* TASK BRIEF: Word for word, restate the line containing "Query: blue apron" and all the lines that come after it in the entries below. Include nothing from before it.

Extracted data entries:
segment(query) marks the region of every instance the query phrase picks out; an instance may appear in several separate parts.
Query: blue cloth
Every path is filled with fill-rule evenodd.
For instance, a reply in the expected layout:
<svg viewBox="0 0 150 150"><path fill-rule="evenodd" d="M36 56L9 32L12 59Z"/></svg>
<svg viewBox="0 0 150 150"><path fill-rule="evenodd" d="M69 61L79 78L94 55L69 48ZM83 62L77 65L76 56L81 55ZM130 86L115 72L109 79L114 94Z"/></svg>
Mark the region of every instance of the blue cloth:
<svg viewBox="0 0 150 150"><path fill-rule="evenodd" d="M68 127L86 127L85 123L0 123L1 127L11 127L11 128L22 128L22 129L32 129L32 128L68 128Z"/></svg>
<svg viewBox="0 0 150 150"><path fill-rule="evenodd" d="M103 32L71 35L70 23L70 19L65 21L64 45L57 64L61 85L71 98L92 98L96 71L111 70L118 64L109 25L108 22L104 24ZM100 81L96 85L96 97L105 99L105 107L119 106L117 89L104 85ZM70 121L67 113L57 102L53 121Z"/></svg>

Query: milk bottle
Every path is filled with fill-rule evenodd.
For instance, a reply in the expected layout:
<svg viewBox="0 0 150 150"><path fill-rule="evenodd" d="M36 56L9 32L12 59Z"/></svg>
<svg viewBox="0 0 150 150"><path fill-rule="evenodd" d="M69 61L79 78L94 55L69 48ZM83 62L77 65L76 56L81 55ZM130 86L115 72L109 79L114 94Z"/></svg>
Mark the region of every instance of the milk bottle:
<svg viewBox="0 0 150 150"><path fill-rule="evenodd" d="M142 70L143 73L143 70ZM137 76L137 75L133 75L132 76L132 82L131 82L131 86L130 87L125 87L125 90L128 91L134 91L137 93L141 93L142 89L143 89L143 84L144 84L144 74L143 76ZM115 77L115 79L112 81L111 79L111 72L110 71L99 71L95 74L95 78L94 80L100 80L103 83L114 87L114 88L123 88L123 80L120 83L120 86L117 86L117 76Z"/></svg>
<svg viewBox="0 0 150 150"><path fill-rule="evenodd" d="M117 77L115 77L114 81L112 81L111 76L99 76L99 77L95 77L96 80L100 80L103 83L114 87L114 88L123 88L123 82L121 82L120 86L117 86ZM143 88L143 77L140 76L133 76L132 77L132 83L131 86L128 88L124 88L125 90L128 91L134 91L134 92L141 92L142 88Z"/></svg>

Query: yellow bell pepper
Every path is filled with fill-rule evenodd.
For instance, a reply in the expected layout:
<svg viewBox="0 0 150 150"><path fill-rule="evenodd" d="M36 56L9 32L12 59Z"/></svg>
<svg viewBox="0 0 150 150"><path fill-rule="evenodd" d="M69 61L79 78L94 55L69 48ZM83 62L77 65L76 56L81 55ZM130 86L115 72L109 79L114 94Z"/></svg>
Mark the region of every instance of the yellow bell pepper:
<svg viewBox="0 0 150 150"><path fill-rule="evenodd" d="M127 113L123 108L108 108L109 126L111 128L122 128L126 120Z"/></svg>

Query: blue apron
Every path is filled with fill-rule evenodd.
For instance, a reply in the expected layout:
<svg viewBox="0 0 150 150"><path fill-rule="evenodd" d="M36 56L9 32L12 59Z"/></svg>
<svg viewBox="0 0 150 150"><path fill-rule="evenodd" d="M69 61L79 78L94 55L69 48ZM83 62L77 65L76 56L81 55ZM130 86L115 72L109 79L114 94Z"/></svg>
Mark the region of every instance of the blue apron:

* RESULT:
Query: blue apron
Every path is filled with fill-rule evenodd.
For instance, a reply in the expected layout:
<svg viewBox="0 0 150 150"><path fill-rule="evenodd" d="M36 56L9 32L12 59Z"/></svg>
<svg viewBox="0 0 150 150"><path fill-rule="evenodd" d="M69 61L79 78L94 55L69 48ZM83 62L77 65L76 56L81 55ZM130 86L115 72L109 79L114 94Z"/></svg>
Mark the region of every instance of the blue apron:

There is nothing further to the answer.